What you will do: Copy out all the lines of the data that hold the word "barrier".

Excerpted data:
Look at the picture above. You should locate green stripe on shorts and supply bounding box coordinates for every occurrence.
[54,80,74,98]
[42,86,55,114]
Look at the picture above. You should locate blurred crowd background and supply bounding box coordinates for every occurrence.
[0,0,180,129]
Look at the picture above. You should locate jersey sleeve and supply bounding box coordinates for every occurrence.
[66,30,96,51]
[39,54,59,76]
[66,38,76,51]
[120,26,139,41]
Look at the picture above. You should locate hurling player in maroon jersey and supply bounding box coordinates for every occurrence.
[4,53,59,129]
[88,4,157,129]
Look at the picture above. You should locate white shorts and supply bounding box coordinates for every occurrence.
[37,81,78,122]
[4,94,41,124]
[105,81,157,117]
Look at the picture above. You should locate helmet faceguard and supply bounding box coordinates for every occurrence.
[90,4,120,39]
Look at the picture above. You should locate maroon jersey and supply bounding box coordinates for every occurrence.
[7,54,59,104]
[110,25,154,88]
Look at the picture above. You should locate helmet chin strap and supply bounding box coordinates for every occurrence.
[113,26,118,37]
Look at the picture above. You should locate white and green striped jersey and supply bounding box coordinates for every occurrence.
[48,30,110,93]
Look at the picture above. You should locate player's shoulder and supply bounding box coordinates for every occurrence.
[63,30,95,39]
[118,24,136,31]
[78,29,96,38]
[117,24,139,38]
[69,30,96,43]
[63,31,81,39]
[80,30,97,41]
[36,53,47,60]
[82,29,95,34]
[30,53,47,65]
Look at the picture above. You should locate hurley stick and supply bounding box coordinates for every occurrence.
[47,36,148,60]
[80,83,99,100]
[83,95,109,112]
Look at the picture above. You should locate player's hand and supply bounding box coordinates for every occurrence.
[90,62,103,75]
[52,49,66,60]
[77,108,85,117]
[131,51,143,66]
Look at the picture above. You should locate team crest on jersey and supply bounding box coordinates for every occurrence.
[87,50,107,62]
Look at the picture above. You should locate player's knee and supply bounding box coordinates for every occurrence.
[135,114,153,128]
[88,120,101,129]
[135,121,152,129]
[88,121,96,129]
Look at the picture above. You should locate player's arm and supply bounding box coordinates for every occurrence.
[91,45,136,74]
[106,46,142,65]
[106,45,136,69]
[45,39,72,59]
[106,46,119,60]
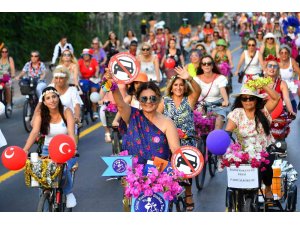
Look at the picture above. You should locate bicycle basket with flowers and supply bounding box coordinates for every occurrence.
[220,130,270,171]
[105,102,118,127]
[193,110,217,136]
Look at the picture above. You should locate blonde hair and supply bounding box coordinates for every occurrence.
[58,49,78,65]
[91,37,103,48]
[53,65,70,81]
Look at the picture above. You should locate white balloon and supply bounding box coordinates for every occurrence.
[4,147,15,159]
[59,143,69,155]
[90,92,101,103]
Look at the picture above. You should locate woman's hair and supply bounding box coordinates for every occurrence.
[126,30,135,37]
[91,37,103,47]
[196,55,220,75]
[140,42,152,50]
[31,50,41,60]
[279,45,291,55]
[58,49,78,65]
[247,37,257,45]
[204,34,212,43]
[53,65,70,81]
[108,31,118,41]
[0,46,9,58]
[168,38,176,48]
[136,81,162,99]
[231,96,270,135]
[40,86,66,135]
[165,76,193,97]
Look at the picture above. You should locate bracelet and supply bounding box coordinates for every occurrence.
[101,77,118,92]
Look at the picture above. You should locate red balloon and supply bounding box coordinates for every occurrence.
[1,146,27,170]
[271,98,283,120]
[48,134,76,163]
[164,58,176,69]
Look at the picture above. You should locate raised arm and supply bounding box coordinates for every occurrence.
[263,85,281,113]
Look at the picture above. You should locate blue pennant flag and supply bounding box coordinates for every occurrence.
[101,156,132,177]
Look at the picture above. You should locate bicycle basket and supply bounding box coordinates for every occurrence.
[226,164,259,189]
[19,78,36,95]
[194,110,216,136]
[24,159,63,188]
[105,111,117,127]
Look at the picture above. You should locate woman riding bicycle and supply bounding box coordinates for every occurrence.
[225,82,281,199]
[78,48,100,120]
[157,66,201,211]
[23,86,78,208]
[194,55,229,130]
[91,37,107,78]
[0,46,15,112]
[260,33,280,61]
[15,50,47,99]
[184,49,202,78]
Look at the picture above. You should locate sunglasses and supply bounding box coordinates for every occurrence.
[266,38,274,40]
[54,76,65,79]
[248,44,256,47]
[82,54,90,57]
[31,55,39,57]
[142,48,150,51]
[92,42,99,45]
[139,95,159,104]
[280,51,289,55]
[1,50,8,53]
[241,96,256,102]
[202,61,212,66]
[63,53,71,57]
[267,64,279,69]
[257,33,263,35]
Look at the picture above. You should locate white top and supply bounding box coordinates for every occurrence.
[204,12,212,22]
[280,58,294,81]
[244,50,261,75]
[39,84,83,114]
[122,37,138,49]
[194,75,228,102]
[140,55,162,81]
[44,119,68,146]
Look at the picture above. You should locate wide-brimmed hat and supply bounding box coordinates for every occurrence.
[231,85,267,99]
[264,32,275,40]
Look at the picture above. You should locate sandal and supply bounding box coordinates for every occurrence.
[105,133,112,143]
[184,194,194,212]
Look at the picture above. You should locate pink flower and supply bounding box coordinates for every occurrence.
[118,150,129,156]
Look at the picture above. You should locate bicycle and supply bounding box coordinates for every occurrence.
[25,152,79,212]
[193,101,223,190]
[105,108,121,155]
[79,79,97,125]
[0,79,13,118]
[19,77,39,132]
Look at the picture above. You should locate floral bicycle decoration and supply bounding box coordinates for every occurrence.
[193,110,217,136]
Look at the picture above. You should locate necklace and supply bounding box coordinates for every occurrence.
[29,62,41,78]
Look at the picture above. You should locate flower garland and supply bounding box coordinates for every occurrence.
[101,77,118,92]
[220,129,270,171]
[119,150,185,201]
[29,62,41,78]
[24,159,62,188]
[244,76,272,91]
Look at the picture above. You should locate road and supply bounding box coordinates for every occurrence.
[1,32,300,212]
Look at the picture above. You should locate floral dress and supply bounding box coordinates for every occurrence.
[119,107,170,164]
[228,107,274,156]
[163,96,196,147]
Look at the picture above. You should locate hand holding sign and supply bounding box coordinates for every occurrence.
[108,52,140,84]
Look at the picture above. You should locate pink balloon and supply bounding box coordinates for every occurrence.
[271,98,283,120]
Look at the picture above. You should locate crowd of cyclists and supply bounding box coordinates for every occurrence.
[1,12,300,212]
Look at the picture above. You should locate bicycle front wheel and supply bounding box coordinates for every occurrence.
[208,153,218,177]
[195,139,206,190]
[23,99,32,133]
[111,129,121,155]
[37,191,54,212]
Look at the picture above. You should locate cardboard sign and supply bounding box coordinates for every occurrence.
[108,52,140,84]
[171,146,204,178]
[227,165,259,189]
[101,156,132,176]
[131,192,168,212]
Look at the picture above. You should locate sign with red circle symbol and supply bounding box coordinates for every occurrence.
[48,134,76,163]
[1,146,27,170]
[108,52,140,84]
[171,146,204,178]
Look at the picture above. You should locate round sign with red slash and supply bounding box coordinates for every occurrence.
[171,146,204,178]
[108,52,140,84]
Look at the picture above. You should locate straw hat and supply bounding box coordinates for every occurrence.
[231,85,267,99]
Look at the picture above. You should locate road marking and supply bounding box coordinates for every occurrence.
[79,122,102,138]
[231,45,241,54]
[0,169,23,183]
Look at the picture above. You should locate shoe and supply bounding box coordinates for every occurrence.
[93,112,99,120]
[6,105,12,111]
[105,133,112,143]
[184,194,194,212]
[66,193,77,208]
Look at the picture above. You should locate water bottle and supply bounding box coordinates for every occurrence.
[30,152,39,187]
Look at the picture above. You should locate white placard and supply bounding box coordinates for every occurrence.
[227,165,259,189]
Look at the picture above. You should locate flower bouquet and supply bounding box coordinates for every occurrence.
[105,102,118,127]
[220,131,270,171]
[193,110,217,136]
[217,62,231,76]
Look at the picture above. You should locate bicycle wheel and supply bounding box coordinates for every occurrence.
[37,191,54,212]
[287,184,297,212]
[175,196,186,212]
[4,88,13,118]
[111,129,120,155]
[23,99,32,133]
[195,139,206,190]
[241,197,252,212]
[208,153,218,177]
[226,188,237,212]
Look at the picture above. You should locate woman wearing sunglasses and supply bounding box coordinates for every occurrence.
[0,46,15,111]
[91,37,107,77]
[137,42,161,84]
[255,30,265,50]
[225,82,280,199]
[194,55,229,130]
[279,45,300,111]
[57,49,79,87]
[235,38,264,84]
[263,55,296,115]
[157,67,201,211]
[260,33,280,60]
[16,50,47,99]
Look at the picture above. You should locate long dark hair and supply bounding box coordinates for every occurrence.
[232,96,270,135]
[136,81,162,99]
[40,86,66,135]
[196,55,220,75]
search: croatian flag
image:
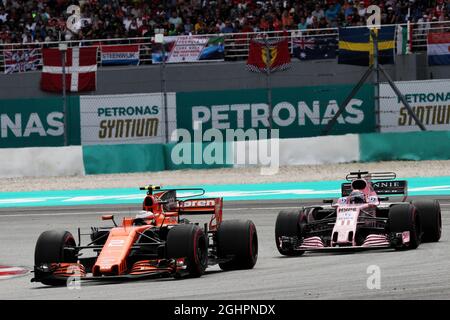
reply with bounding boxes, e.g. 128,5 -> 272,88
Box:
101,45 -> 140,66
427,32 -> 450,65
41,47 -> 97,92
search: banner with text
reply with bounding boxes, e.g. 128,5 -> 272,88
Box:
80,93 -> 176,145
176,84 -> 375,139
101,45 -> 140,66
152,36 -> 224,63
380,79 -> 450,132
0,97 -> 80,148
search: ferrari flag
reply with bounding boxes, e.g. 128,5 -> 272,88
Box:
247,38 -> 291,73
338,26 -> 395,66
41,47 -> 97,92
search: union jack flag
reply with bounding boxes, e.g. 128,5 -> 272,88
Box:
293,37 -> 316,51
4,48 -> 41,74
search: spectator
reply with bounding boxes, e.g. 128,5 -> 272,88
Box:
325,3 -> 341,25
312,4 -> 325,20
281,9 -> 293,29
221,20 -> 235,33
0,0 -> 447,44
0,7 -> 8,23
168,11 -> 182,29
298,16 -> 308,30
183,17 -> 193,34
306,11 -> 315,26
123,14 -> 133,31
167,23 -> 177,36
343,0 -> 355,18
357,1 -> 367,18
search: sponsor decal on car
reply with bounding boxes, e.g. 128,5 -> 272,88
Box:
183,199 -> 216,207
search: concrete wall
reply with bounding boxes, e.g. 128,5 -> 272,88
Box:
0,146 -> 84,178
0,53 -> 448,100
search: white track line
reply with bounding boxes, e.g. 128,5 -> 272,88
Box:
0,203 -> 449,218
0,207 -> 300,218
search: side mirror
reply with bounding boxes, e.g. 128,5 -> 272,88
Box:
102,215 -> 117,226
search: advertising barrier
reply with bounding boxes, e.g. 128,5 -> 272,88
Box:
176,84 -> 375,139
0,97 -> 80,148
79,93 -> 177,145
380,79 -> 450,132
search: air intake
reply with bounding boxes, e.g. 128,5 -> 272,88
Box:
351,179 -> 367,190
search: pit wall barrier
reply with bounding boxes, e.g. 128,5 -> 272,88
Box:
80,130 -> 450,175
0,146 -> 84,178
82,142 -> 234,175
359,131 -> 450,162
2,131 -> 450,177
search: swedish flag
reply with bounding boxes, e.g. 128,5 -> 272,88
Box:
338,26 -> 396,66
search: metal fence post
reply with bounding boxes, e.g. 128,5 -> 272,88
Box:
59,43 -> 68,146
155,31 -> 169,143
265,36 -> 273,132
372,29 -> 381,132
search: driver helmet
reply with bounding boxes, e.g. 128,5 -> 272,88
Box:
135,210 -> 155,220
349,190 -> 366,204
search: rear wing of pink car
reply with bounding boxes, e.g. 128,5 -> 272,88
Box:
341,180 -> 408,197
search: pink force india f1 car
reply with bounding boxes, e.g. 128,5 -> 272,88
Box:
275,171 -> 442,255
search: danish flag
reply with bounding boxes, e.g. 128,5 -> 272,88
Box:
41,47 -> 97,92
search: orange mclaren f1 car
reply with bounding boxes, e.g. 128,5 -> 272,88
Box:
31,185 -> 258,286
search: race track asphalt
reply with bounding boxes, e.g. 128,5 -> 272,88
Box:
0,196 -> 449,300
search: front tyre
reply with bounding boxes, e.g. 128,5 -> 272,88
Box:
166,224 -> 208,277
388,204 -> 421,250
275,210 -> 306,256
34,230 -> 77,286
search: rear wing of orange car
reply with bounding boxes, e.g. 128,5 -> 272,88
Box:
178,198 -> 223,231
140,185 -> 224,230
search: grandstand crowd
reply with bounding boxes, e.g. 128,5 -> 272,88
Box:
0,0 -> 448,44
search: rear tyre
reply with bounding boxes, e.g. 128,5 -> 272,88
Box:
166,224 -> 208,277
216,220 -> 258,271
388,204 -> 421,250
275,210 -> 306,256
413,200 -> 442,242
34,230 -> 77,286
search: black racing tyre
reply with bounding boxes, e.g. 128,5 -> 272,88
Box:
34,230 -> 77,286
166,224 -> 208,277
216,220 -> 258,271
275,210 -> 306,256
388,204 -> 421,249
413,200 -> 442,242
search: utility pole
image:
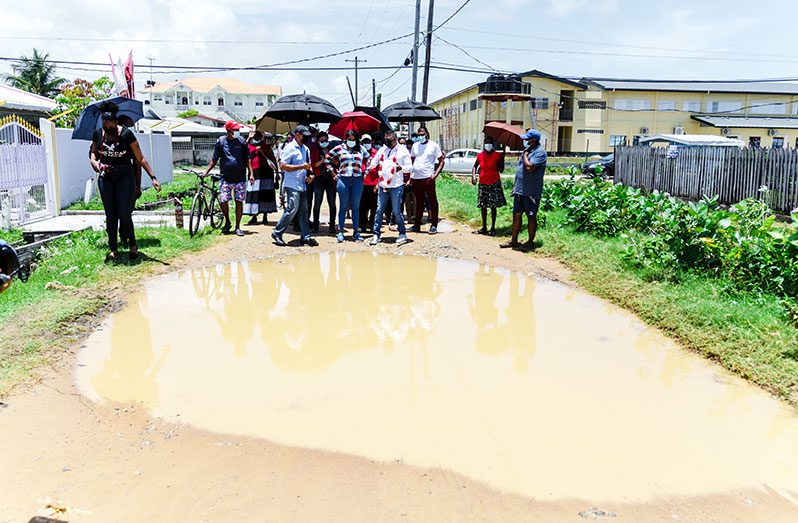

Answer box:
search: advertising barrier
search: pit wall barrier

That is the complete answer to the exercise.